"""
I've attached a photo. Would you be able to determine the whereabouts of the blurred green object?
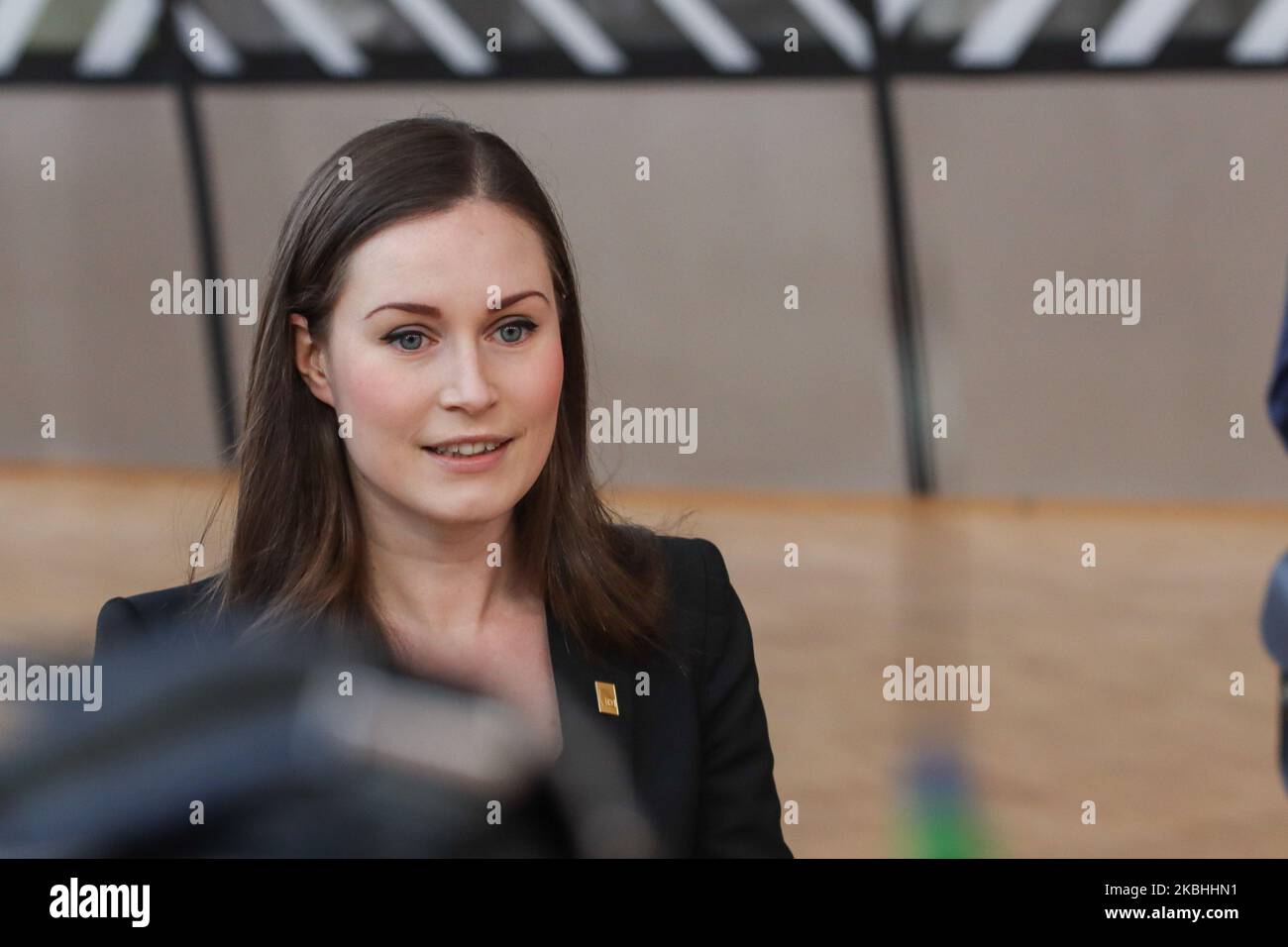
"""
"""
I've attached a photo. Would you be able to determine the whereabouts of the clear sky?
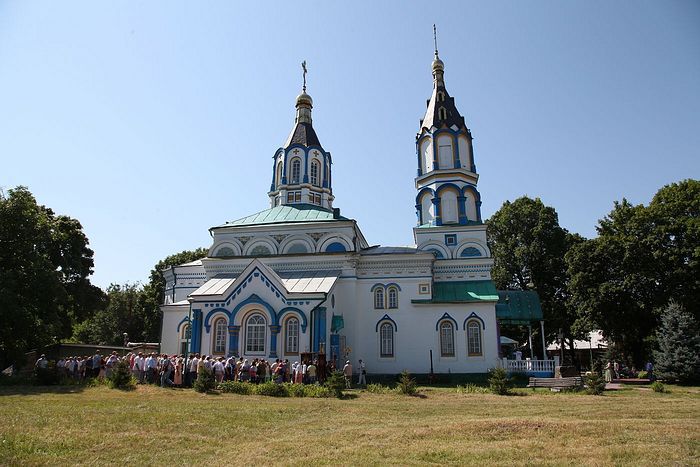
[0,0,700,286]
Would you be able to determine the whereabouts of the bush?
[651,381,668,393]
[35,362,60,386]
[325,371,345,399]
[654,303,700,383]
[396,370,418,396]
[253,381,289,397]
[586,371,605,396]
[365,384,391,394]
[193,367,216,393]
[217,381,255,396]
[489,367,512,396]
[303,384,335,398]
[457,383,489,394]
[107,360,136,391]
"""
"""
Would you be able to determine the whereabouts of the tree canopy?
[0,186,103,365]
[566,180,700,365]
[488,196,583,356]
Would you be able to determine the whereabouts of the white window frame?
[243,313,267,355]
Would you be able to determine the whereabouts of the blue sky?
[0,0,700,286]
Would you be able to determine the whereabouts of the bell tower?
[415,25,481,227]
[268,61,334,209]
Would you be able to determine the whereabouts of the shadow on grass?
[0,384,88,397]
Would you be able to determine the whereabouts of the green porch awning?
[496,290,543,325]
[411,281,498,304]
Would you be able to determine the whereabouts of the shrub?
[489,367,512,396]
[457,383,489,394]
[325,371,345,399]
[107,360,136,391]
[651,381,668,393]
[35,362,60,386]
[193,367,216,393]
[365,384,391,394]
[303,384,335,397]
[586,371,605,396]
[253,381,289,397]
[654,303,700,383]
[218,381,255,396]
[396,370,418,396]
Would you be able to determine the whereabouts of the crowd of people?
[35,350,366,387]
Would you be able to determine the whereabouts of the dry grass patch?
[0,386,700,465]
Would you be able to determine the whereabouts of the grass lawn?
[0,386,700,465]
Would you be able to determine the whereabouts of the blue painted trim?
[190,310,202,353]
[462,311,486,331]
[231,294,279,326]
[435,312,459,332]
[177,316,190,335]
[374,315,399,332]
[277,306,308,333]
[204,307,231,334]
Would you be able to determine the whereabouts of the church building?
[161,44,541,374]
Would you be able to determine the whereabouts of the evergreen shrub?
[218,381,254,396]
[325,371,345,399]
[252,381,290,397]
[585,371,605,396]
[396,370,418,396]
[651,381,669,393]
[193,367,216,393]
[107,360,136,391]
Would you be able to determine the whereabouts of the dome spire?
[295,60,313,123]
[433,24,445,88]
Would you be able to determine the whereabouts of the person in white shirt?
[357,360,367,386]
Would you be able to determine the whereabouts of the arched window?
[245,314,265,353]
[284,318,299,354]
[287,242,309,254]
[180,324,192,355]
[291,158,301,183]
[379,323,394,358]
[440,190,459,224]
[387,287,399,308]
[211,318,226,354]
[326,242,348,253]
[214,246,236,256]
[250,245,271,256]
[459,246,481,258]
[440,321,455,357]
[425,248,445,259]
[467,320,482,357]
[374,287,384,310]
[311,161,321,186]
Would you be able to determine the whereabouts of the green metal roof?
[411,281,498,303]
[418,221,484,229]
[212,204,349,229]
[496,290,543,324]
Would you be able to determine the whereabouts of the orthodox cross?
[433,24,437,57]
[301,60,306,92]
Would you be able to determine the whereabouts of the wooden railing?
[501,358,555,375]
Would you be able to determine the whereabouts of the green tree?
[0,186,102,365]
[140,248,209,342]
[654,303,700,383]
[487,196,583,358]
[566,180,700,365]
"""
:: What the task requires ::
Please arrange the lines from the one containing "Would you be able to determine the whereabouts of the dome" through the one containing "[357,360,367,386]", both included, as a JSON list of strings with one string per line and blank lines left out.

:: Written solution ::
[
  "Would you be able to determine the whereabouts of the dome spire?",
  "[295,60,313,123]",
  "[433,24,445,88]",
  "Would you be able to determine the whereabouts of the person in white shirt?",
  "[357,360,367,386]"
]